Coordinate labeling data

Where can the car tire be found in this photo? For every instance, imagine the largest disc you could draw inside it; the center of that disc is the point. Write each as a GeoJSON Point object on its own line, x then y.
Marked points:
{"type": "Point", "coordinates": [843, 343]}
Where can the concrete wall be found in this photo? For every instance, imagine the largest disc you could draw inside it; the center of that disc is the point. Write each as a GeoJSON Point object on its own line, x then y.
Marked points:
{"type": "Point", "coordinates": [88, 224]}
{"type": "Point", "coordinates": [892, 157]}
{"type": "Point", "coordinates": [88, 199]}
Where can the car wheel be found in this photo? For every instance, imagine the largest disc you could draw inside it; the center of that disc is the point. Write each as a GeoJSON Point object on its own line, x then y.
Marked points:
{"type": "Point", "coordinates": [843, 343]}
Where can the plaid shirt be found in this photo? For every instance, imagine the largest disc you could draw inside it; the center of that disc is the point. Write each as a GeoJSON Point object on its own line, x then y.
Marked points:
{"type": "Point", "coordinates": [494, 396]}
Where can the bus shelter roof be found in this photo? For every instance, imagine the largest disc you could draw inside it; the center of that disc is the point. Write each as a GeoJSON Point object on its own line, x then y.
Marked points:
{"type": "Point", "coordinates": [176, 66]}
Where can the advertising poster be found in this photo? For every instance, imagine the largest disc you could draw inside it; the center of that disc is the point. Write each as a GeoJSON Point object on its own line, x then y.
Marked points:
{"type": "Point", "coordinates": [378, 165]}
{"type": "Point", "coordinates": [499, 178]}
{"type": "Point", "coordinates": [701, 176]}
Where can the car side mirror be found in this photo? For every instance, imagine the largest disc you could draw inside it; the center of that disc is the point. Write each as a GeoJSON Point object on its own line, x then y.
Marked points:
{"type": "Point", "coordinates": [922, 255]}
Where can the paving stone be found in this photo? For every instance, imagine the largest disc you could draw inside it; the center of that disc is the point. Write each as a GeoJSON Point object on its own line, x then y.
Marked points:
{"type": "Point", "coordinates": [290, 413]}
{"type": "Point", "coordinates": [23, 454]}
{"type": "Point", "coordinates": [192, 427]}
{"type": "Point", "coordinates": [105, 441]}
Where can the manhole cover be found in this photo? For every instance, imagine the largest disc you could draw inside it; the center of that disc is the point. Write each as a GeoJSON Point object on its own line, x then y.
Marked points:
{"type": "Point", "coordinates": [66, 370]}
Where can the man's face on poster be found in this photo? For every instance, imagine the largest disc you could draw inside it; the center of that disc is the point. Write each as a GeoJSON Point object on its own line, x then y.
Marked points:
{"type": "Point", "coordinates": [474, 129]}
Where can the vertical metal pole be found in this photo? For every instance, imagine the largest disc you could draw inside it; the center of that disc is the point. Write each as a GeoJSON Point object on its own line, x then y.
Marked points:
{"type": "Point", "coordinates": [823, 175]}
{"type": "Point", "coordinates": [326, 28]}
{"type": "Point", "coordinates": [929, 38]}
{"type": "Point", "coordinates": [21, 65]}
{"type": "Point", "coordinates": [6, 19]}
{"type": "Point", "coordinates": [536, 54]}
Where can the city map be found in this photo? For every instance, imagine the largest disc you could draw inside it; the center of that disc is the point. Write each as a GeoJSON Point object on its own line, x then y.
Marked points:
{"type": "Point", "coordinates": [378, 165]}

→ **The task**
Copy out every one of these lines without changing anything.

→ **The answer**
Where can the car tire be found in this photo? For every instance, imagine the largest disc you could draw inside it; the center of that disc is the point. Write each as a GeoJSON Point object on its own line, x then y.
Marked points:
{"type": "Point", "coordinates": [843, 343]}
Where can the concrete wall be found in this photo? For every instance, imagine the largest disc you could draw inside it; the center of that disc is the point. Write each as a GeoJSON Point object on its own line, x then y.
Marked points:
{"type": "Point", "coordinates": [88, 224]}
{"type": "Point", "coordinates": [892, 157]}
{"type": "Point", "coordinates": [88, 199]}
Where can the car wheel be found in this photo? For every instance, imagine the largest disc you could draw inside it; the center of that disc is the point. Write each as a GeoJSON Point object on its own line, x then y.
Marked points:
{"type": "Point", "coordinates": [843, 343]}
Where can the plaid shirt be found in this photo? For every instance, imagine the largest disc you could draw inside it; the center of that disc is the point. Write each as a GeoJSON Point object on its own line, x then y.
Marked points:
{"type": "Point", "coordinates": [494, 396]}
Where can the bus shelter roof be found in this photo? For every instance, imagine the largest disc you could draw inside it; the center of that disc is the point. Write each as a GeoJSON Point object on its own line, x then y.
Marked points:
{"type": "Point", "coordinates": [176, 66]}
Where can the advertising poster be found in this photo? For every instance, imagine the largest disc you could draw inside it; the center of that disc is the point. Write each as a GeoJSON Point object on its own line, x then y.
Marked points:
{"type": "Point", "coordinates": [378, 165]}
{"type": "Point", "coordinates": [499, 178]}
{"type": "Point", "coordinates": [701, 176]}
Where can the car side mirror be found in this photo? For every instance, imagine the largest disc you could draw inside it; the center of that disc is the point. Write each as a GeoJSON Point object on its own line, x then y.
Marked points:
{"type": "Point", "coordinates": [922, 255]}
Where can the paving stone be found in this photo? For every instance, imagine the largest disc you could draw inside it; the center of that disc is the point. Write each as a GeoJSON Point object on its own line, x then y.
Marked points:
{"type": "Point", "coordinates": [290, 413]}
{"type": "Point", "coordinates": [23, 454]}
{"type": "Point", "coordinates": [192, 427]}
{"type": "Point", "coordinates": [105, 441]}
Where can the manhole cover be found in this photo? For every instance, imagine the largest disc you could draw inside it; the center of that disc is the point. Write each as a GeoJSON Point object on its own line, x then y.
Marked points:
{"type": "Point", "coordinates": [66, 370]}
Where can the man's face on poster be found in this photo? For every instance, imagine the largest disc you could draw inside it; the center of that disc is the point. Write each as a GeoJSON Point object on its own line, x then y.
Marked points:
{"type": "Point", "coordinates": [474, 129]}
Where can the vertical metal pole be found in this photo? For every instance, imagine the largest disc you could draw inside it; the center of that disc is the point. Write each as a GeoJSON Point object on its own line, x then y.
Marked points:
{"type": "Point", "coordinates": [823, 175]}
{"type": "Point", "coordinates": [326, 28]}
{"type": "Point", "coordinates": [929, 38]}
{"type": "Point", "coordinates": [21, 65]}
{"type": "Point", "coordinates": [6, 19]}
{"type": "Point", "coordinates": [536, 54]}
Where can the city map be found in this photo? For every instance, imagine the largest disc you could draw inside it; the center of that disc is the point. Write each as a GeoJSON Point object on its own line, x then y.
Marked points:
{"type": "Point", "coordinates": [378, 165]}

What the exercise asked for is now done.